*MATERIAL SUPPLIED*.
━━━━━━

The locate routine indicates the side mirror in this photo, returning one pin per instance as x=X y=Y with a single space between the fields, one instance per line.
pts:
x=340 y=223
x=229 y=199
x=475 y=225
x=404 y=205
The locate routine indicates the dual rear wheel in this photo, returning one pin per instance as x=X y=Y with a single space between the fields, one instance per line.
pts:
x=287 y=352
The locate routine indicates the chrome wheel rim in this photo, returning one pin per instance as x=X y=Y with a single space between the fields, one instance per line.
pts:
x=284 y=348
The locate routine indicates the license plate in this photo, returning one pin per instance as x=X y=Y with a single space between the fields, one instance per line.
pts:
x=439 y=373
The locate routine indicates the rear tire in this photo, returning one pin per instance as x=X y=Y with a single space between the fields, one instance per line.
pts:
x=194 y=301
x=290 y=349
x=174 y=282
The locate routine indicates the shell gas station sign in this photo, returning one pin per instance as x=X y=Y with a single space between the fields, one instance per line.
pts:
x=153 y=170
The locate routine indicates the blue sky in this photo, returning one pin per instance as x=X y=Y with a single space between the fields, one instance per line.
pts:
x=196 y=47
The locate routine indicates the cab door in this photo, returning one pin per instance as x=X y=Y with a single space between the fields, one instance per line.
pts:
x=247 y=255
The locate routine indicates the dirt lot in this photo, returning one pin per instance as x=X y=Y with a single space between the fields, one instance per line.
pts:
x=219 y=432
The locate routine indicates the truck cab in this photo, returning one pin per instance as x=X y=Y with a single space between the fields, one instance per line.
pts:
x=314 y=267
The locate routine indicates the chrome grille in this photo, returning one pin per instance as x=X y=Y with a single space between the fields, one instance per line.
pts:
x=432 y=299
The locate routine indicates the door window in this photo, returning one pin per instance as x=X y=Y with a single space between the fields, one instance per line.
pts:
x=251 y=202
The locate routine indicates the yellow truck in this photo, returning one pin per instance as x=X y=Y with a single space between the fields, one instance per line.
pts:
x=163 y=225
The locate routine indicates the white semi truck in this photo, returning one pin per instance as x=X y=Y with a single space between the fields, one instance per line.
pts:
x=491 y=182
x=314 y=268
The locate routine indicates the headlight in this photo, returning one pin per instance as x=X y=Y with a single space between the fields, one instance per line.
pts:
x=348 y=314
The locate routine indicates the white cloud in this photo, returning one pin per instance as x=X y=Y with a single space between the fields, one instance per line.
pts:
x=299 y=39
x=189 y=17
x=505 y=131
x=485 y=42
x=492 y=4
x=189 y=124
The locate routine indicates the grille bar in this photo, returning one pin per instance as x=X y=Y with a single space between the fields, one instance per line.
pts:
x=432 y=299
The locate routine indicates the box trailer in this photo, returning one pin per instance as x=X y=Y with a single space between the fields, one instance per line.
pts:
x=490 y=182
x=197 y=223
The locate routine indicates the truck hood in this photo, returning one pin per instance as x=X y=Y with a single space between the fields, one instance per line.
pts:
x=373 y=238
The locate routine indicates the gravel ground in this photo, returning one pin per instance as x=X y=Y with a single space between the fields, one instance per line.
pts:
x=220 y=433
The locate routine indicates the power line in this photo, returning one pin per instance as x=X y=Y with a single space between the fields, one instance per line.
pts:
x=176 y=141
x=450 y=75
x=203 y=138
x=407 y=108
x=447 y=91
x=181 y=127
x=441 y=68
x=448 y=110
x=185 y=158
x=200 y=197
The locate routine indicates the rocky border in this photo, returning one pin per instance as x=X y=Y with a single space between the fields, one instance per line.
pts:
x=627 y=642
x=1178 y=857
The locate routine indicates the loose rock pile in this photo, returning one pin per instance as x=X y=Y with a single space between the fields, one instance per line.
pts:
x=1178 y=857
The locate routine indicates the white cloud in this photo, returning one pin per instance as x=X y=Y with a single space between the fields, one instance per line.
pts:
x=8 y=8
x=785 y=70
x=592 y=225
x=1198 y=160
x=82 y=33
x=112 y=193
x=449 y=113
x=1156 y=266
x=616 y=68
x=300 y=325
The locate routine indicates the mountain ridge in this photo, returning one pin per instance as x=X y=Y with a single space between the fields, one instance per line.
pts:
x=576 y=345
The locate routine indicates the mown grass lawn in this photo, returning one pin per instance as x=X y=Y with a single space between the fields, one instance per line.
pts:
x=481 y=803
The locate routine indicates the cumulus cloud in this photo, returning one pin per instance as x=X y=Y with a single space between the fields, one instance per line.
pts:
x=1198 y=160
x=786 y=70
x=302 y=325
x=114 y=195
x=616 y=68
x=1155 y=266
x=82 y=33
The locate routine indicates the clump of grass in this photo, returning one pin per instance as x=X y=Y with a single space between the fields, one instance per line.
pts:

━━━━━━

Reproduce verbatim the lines from the first one through the line containing "x=439 y=373", both included.

The locate routine indicates the side mirror in this photo, returning one pin per instance as x=X y=Y with a single space between the fields, one instance per line.
pts:
x=340 y=223
x=229 y=199
x=475 y=225
x=404 y=205
The locate routine indicates the dual rear wheel in this photo, returning one pin per instance as x=X y=Y with a single space between the fields, one instance per line.
pts:
x=287 y=352
The locate routine indicates the chrome wheel rim in this photo, returning one pin per instance as x=X y=Y with a single space between the fields, one instance per line.
pts:
x=284 y=348
The locate routine indicates the license plate in this photo, returning one pin per instance as x=X y=Y with a single space between the fields, one instance per line.
pts:
x=439 y=373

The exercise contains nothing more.